Document text:
------------------------

Tuesday, March 20, 2012

Senate mulls an express lane for IPOs

The Senate is considering changes to a House bill aimed at helping small businesses planning IPOs

The Senate is considering changes to a House bill aimed at helping companies planning IPOs

WASHINGTON (CNNMoney) -- The Senate will vote on Tuesday on changes to a bill that would let more companies go public by bypassing audits and disclosures now required for investors

Earlier this month, the House overwhelmingly passed a bill to roll back some rules that the Securities and Exchange Commission enforces on small and medium companies attempting to make an initial public offering. The Obama administration supported the bill.

But the measure sparked concerned letters from investor groups, unions, consumer groups and even the head of U.S. Securities and Exchange Commission. All of them say the House bill could open the door for more failed IPOs and investor fraud.

"We must balance our responsibility to facilitate capital formation with our obligation to protect investors and our markets," wrote SEC Chairman Mary Schapiro in a letter to senators last week. "Too often, investors are the target of fraudulent schemes disguised as investment opportunities."

------------------------

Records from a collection
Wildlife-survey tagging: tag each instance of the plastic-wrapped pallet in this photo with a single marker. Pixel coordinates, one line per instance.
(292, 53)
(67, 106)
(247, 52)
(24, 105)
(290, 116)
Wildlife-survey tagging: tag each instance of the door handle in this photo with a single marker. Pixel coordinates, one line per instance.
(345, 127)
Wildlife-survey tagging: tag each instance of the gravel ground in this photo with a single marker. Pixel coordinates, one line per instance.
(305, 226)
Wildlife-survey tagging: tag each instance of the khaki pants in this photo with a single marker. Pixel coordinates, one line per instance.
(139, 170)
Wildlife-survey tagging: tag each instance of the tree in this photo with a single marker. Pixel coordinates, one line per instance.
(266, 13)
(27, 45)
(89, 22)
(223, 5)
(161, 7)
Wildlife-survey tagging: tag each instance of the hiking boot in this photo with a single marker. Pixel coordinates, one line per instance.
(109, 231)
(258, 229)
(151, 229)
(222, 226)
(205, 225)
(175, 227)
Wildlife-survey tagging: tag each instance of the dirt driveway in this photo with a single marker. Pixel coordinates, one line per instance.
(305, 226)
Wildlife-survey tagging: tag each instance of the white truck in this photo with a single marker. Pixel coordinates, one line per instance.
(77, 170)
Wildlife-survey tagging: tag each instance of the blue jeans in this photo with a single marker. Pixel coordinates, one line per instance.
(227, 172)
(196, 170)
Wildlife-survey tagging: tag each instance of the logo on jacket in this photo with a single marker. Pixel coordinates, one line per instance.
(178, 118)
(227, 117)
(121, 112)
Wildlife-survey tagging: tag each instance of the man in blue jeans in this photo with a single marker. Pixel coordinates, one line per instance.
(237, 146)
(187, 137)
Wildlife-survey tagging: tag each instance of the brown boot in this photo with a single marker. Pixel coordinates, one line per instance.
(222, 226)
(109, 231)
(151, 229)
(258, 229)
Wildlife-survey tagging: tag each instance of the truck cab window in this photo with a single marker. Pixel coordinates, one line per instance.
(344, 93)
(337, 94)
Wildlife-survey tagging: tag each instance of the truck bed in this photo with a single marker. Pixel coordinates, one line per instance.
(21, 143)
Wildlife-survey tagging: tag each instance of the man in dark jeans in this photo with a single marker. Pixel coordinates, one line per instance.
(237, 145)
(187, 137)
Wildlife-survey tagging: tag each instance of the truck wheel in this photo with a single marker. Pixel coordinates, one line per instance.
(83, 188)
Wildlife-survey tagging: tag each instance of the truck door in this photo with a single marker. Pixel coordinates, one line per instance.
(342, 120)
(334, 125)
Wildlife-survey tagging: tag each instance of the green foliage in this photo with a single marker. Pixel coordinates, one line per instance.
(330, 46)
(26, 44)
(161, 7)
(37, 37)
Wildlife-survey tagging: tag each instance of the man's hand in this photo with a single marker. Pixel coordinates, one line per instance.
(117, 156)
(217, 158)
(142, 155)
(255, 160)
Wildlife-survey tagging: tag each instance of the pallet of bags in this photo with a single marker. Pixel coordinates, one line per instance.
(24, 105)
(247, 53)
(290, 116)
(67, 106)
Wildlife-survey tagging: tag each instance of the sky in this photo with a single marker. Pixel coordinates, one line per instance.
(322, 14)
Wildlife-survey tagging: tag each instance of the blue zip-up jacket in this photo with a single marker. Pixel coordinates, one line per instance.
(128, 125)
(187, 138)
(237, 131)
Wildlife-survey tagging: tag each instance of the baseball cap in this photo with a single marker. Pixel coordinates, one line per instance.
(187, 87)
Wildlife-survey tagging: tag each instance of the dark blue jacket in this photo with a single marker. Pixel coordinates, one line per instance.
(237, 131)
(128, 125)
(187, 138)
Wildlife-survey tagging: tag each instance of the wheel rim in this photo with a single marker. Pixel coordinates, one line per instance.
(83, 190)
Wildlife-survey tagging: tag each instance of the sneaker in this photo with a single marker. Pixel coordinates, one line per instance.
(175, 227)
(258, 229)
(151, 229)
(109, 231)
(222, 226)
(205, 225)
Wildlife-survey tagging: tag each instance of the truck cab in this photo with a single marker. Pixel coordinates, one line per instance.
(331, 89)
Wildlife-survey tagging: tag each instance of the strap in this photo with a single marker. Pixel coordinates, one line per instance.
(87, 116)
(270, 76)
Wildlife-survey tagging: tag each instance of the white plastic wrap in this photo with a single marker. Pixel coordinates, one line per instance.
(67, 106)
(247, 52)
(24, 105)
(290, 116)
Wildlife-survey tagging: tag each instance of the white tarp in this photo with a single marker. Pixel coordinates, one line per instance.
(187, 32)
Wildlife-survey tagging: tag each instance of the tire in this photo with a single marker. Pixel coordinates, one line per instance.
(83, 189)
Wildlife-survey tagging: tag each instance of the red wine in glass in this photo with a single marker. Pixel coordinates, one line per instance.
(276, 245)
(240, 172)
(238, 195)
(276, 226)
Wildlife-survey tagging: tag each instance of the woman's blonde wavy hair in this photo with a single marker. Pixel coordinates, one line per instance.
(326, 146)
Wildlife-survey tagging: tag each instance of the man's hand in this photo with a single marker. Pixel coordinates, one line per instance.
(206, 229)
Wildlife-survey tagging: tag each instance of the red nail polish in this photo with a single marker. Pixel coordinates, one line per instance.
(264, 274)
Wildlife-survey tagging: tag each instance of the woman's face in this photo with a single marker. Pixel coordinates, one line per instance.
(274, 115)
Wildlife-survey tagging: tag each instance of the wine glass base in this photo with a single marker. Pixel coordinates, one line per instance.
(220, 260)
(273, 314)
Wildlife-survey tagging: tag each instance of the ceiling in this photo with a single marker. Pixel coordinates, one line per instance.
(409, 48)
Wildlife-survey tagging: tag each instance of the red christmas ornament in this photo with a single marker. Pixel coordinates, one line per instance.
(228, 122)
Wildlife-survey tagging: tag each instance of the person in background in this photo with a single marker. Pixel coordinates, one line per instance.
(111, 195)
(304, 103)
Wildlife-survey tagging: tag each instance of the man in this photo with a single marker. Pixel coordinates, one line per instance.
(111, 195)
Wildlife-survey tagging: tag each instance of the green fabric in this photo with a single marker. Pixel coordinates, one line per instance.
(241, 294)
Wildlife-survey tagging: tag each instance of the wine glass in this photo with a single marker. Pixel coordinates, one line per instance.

------------------------

Objectives:
- 1) List every line of the entries that contains the word "door".
- 2) Continue the article about the Senate's IPO bill from the point where it stops.
The news article and the entries are separate, unrelated material.

Answer list:
- 1)
Wildlife-survey tagging: tag each instance of the door handle in this photo with a single marker. Pixel coordinates, one line per instance.
Wildlife-survey tagging: tag each instance of the truck door in this photo with a single marker. Pixel coordinates, one line per instance.

- 2)
On Friday, the California Public Employees' Retirement System became the latest group to call for changes to the bill. The bill could "either eliminate or undermine important investor protections," wrote Janine Guillot, chief operating investment officer for CalPERS, the nation's largest public pension fund.

The House bill would relax SEC rules for small and medium-sized companies with less than $1 billion in gross revenue seeking to go public. The measure gives them up to five years, or until revenue tops $1 billion, to supply an independent audit and certain investor disclosures.

Critics say $1 billion is too high a threshold -- some 80% of firms going public would be able to bypass disclosures.

The House bill would also exempt firms from nonbinding shareholder votes on executive pay and benefits packages, which just came as part of the Wall Street reform law. In the aftermath of the financial crisis, the law made it tougher for CEOs to reap bonuses tied to soaring stock prices -- particularly when the company is over-leveraged and making risky bets.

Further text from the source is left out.